[Task details] From the line that holds "Would you be able to point out the blue" to the last line of the data, copy everything exactly; leave out all the rest.

[BEGIN]

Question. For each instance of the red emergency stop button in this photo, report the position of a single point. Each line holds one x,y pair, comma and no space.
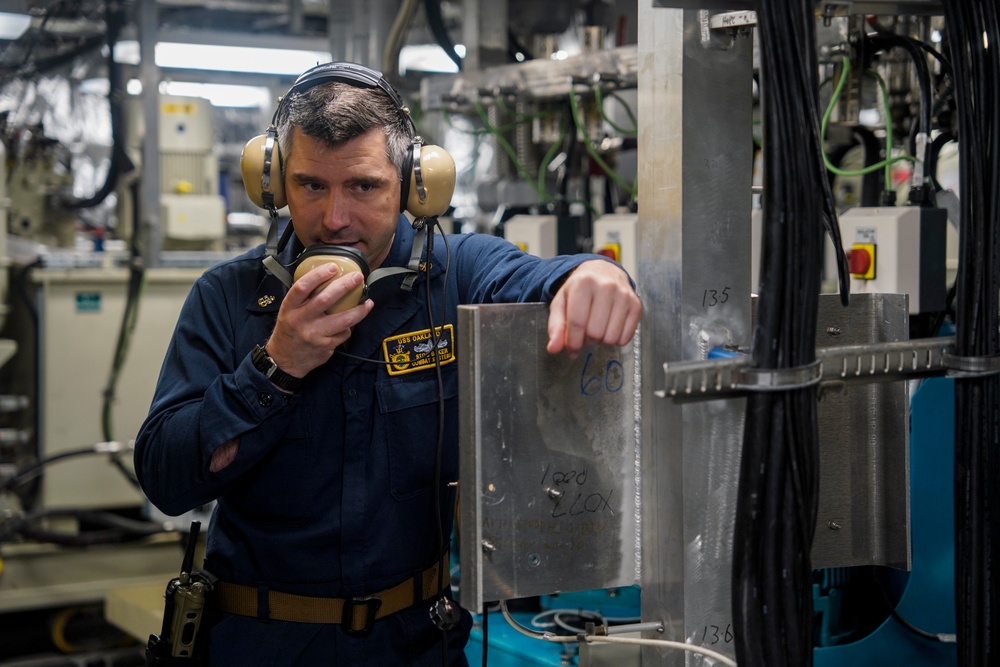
611,251
861,260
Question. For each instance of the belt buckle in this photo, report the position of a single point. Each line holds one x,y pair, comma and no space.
372,604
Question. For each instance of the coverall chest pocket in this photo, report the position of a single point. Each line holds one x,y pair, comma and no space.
408,416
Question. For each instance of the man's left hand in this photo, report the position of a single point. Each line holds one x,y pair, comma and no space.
596,304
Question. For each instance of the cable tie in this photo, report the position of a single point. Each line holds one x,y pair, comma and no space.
780,379
959,366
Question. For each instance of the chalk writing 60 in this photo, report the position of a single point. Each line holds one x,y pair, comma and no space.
610,379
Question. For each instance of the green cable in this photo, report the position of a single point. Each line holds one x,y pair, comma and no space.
631,189
888,125
621,130
511,153
547,159
884,164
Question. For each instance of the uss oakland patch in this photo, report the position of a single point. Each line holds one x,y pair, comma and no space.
411,352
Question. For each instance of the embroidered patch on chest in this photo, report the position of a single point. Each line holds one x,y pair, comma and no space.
411,352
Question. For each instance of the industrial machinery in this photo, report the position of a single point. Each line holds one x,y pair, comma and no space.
767,476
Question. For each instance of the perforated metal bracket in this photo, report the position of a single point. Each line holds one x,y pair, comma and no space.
965,367
879,362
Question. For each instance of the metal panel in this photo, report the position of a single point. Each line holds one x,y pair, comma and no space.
834,8
864,513
549,460
694,276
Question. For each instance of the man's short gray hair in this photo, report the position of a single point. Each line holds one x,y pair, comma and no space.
336,112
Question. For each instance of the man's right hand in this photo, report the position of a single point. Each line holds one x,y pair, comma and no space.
305,336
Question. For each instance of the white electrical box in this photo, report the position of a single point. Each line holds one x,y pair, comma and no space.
898,250
616,236
80,313
193,217
534,234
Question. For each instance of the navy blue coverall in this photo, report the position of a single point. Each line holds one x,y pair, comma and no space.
331,491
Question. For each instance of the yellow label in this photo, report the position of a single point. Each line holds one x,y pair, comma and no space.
185,108
414,351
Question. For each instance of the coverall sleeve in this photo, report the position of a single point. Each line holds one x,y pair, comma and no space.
208,393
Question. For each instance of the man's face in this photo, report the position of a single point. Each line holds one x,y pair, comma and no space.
346,195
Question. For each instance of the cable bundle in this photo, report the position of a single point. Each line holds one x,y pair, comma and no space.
974,35
777,500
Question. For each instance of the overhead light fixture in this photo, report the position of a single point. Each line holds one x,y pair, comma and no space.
12,26
425,58
248,59
221,94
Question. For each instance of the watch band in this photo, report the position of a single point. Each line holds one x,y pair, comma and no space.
263,362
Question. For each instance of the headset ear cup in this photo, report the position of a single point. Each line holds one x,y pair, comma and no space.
252,161
437,170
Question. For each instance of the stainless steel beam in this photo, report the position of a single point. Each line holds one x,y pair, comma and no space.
694,91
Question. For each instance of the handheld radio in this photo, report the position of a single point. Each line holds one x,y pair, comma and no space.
185,614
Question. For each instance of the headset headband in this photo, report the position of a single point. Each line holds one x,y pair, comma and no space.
353,74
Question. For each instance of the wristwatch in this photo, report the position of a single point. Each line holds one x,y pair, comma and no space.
263,362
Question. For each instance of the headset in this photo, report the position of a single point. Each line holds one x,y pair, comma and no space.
428,180
428,171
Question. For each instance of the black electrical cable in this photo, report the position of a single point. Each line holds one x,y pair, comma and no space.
120,163
29,471
777,497
973,32
432,8
882,41
116,528
486,631
136,279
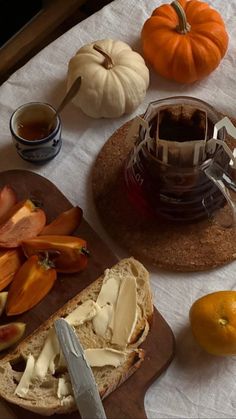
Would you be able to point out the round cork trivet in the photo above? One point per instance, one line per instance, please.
(169, 245)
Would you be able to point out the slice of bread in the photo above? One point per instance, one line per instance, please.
(42, 395)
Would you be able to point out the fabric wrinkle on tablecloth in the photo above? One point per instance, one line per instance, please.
(196, 385)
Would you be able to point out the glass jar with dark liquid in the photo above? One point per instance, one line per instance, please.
(166, 173)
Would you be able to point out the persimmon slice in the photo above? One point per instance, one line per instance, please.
(8, 199)
(31, 284)
(10, 261)
(69, 253)
(65, 224)
(23, 221)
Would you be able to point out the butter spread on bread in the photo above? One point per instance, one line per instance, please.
(111, 317)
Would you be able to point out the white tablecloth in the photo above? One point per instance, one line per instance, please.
(196, 384)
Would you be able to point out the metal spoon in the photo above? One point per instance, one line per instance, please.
(68, 97)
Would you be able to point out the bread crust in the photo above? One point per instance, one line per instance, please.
(46, 404)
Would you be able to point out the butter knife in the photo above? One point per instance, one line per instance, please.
(84, 386)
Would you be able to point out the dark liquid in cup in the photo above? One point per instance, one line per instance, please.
(177, 191)
(33, 131)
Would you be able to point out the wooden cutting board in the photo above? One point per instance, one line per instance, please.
(128, 400)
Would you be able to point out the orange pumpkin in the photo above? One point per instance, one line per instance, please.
(185, 40)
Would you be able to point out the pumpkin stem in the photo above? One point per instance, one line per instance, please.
(108, 63)
(183, 27)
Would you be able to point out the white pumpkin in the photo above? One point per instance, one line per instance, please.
(114, 78)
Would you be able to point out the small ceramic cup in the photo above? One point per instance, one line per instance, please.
(33, 141)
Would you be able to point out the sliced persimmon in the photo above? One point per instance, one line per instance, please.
(69, 253)
(8, 199)
(65, 224)
(10, 261)
(31, 284)
(23, 221)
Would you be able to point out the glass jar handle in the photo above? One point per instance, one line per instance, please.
(217, 174)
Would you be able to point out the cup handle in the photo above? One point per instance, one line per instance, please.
(226, 185)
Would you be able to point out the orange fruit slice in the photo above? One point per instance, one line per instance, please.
(213, 322)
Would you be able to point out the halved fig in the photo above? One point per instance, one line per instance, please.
(10, 333)
(8, 199)
(10, 261)
(65, 224)
(23, 221)
(69, 253)
(3, 300)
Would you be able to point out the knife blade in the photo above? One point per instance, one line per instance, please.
(84, 386)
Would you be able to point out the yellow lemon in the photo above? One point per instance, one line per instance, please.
(213, 322)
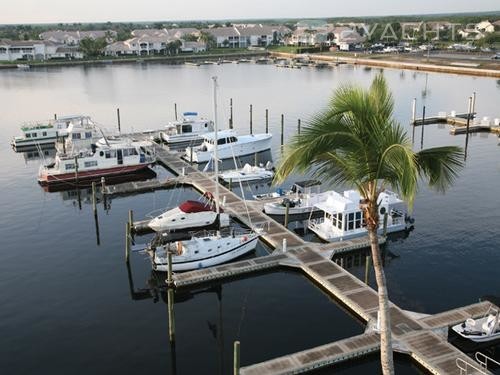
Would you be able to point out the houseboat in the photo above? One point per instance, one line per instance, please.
(343, 218)
(98, 161)
(229, 145)
(190, 128)
(46, 133)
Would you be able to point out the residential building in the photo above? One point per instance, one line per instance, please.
(72, 38)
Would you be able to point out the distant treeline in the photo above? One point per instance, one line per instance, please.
(123, 29)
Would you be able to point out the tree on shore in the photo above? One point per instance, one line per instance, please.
(93, 47)
(357, 142)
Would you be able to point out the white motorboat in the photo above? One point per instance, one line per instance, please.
(249, 173)
(300, 199)
(486, 328)
(343, 218)
(204, 250)
(229, 145)
(99, 161)
(190, 128)
(190, 215)
(45, 133)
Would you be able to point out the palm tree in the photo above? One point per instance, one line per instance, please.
(357, 142)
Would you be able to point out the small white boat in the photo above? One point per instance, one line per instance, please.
(202, 251)
(300, 199)
(486, 328)
(343, 217)
(99, 161)
(249, 173)
(190, 215)
(47, 132)
(229, 144)
(190, 128)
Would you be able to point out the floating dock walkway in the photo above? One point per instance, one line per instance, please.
(424, 338)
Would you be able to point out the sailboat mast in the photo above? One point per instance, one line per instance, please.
(216, 140)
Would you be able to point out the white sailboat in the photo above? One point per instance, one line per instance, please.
(207, 249)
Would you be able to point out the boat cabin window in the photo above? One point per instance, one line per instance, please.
(91, 163)
(187, 128)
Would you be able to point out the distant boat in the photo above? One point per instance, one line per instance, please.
(100, 161)
(229, 145)
(484, 329)
(248, 173)
(190, 127)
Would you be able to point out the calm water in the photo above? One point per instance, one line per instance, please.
(69, 305)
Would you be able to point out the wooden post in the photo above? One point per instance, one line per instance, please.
(473, 104)
(282, 128)
(251, 124)
(76, 169)
(414, 111)
(94, 203)
(131, 222)
(423, 126)
(236, 358)
(127, 243)
(287, 211)
(231, 113)
(118, 117)
(267, 121)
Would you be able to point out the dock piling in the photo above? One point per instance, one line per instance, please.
(251, 124)
(236, 357)
(267, 121)
(231, 113)
(118, 117)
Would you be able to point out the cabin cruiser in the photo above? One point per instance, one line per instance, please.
(46, 133)
(301, 199)
(98, 161)
(229, 145)
(486, 328)
(190, 215)
(343, 218)
(190, 128)
(249, 173)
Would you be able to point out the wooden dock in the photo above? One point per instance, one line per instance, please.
(413, 334)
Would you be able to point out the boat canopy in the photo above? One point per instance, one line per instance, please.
(190, 207)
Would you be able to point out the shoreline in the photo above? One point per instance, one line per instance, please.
(426, 67)
(178, 59)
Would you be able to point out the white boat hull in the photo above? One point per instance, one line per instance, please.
(227, 151)
(180, 263)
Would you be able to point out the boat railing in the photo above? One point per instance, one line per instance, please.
(483, 360)
(465, 366)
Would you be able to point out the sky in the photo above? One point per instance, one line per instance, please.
(68, 11)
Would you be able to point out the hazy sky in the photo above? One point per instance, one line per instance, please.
(43, 11)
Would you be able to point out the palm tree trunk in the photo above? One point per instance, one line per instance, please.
(386, 357)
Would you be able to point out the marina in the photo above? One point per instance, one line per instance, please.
(417, 337)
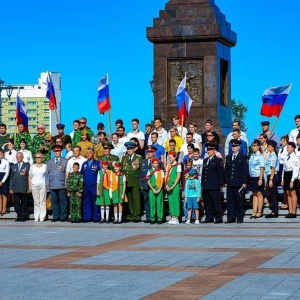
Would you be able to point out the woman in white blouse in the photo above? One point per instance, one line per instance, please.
(27, 155)
(37, 185)
(4, 172)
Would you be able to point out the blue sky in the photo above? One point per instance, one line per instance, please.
(85, 40)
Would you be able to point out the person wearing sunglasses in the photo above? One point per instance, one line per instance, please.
(77, 134)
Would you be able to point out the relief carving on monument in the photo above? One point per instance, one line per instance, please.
(194, 71)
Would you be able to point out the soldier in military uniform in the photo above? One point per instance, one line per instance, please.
(39, 142)
(74, 191)
(130, 167)
(22, 135)
(212, 180)
(110, 158)
(64, 137)
(236, 177)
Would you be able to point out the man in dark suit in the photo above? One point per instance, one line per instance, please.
(143, 180)
(18, 187)
(236, 176)
(212, 180)
(56, 182)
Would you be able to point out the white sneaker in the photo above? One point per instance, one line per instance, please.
(171, 221)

[END]

[Written response]
Would you be able to point out the blue sky in the photo above? One point per instance, one line per instance, please.
(85, 40)
Would you be able to point out the person wearing sunglasses in the photo above? One point per instance, one line per instance, please.
(77, 134)
Would you be able to point out the relief carving on monument in the photo above? One point per instance, one line per instance, please.
(194, 71)
Would you be able to point out the soldier in military uniform in the photo above? One point per instance, one line per instance, please.
(39, 142)
(74, 191)
(130, 167)
(22, 135)
(212, 180)
(110, 158)
(64, 137)
(236, 177)
Would you be able to point out the man in dark suit in the photo above? One point per instance, one line per instance, please.
(143, 180)
(18, 187)
(236, 176)
(212, 180)
(56, 182)
Would you be able to point out the white sneaker in the photo above? One point per instance, one line per instance, please.
(171, 221)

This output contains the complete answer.